══ SUPPLIED DATA

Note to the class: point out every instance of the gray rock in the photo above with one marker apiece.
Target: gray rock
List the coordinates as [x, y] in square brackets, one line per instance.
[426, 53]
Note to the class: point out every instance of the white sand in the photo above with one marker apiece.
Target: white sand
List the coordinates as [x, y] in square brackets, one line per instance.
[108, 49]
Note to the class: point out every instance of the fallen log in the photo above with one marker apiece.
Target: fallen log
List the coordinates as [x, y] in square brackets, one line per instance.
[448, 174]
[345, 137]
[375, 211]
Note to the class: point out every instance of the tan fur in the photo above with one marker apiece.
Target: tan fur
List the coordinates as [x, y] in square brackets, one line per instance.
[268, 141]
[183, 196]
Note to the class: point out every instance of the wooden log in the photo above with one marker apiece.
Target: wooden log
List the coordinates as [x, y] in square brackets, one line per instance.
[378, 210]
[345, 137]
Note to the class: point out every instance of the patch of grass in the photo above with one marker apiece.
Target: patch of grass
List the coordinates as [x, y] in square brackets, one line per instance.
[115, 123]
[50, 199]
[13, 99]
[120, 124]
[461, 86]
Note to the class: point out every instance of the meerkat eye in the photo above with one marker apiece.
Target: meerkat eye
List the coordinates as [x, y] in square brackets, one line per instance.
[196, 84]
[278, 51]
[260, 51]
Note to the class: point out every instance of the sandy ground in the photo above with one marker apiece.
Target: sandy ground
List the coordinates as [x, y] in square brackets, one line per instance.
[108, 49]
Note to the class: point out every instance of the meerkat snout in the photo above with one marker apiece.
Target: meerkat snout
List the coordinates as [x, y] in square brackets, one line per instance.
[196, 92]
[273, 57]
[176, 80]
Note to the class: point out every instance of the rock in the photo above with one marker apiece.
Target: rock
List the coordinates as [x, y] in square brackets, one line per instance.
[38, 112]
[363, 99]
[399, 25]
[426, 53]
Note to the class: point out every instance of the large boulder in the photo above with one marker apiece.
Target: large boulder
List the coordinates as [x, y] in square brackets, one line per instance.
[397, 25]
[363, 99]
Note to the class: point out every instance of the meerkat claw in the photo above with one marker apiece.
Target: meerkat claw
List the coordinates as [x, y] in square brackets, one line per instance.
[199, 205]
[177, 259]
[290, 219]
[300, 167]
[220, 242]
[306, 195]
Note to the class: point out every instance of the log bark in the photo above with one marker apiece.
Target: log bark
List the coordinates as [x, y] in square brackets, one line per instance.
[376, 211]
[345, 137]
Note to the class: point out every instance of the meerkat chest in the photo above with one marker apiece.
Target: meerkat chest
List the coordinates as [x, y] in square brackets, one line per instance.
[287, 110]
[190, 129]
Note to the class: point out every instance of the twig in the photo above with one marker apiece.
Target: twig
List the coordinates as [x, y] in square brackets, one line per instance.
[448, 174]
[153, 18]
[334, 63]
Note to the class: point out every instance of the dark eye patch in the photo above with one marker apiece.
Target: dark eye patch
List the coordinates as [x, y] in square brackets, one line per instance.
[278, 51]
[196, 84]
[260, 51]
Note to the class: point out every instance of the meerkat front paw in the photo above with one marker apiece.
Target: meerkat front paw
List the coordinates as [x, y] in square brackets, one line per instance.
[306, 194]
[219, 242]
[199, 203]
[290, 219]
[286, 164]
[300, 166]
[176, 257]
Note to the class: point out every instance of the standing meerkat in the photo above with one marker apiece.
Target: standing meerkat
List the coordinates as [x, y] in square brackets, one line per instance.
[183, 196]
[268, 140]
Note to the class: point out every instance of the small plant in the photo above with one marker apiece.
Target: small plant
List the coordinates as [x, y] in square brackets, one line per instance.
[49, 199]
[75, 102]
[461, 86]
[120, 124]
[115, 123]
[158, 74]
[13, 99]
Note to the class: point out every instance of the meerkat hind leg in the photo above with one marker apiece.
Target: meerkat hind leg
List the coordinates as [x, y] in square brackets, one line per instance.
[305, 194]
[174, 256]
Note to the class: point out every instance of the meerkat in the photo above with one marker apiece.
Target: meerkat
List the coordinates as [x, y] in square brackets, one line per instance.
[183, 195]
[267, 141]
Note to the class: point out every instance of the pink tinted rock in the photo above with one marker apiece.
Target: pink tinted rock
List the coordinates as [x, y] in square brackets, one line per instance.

════

== DESCRIPTION OF THE TASK ==
Copy everything from the line containing "the meerkat in" down to the end of the rows, swapping "marker" for "dot" and leaving all else the same.

== TASK OUTPUT ==
Note to the class: point out every instance of the meerkat in the photo above with one dot apiece.
Target: meerkat
List the coordinates as [x, y] in square brackets, one line per instance.
[183, 195]
[267, 141]
Note to the class: point out every instance of the pink tinted rock in the photo above with one dot apiece.
Target: pink tinted rock
List the coordinates as [x, y] in square brackets, one line per instance.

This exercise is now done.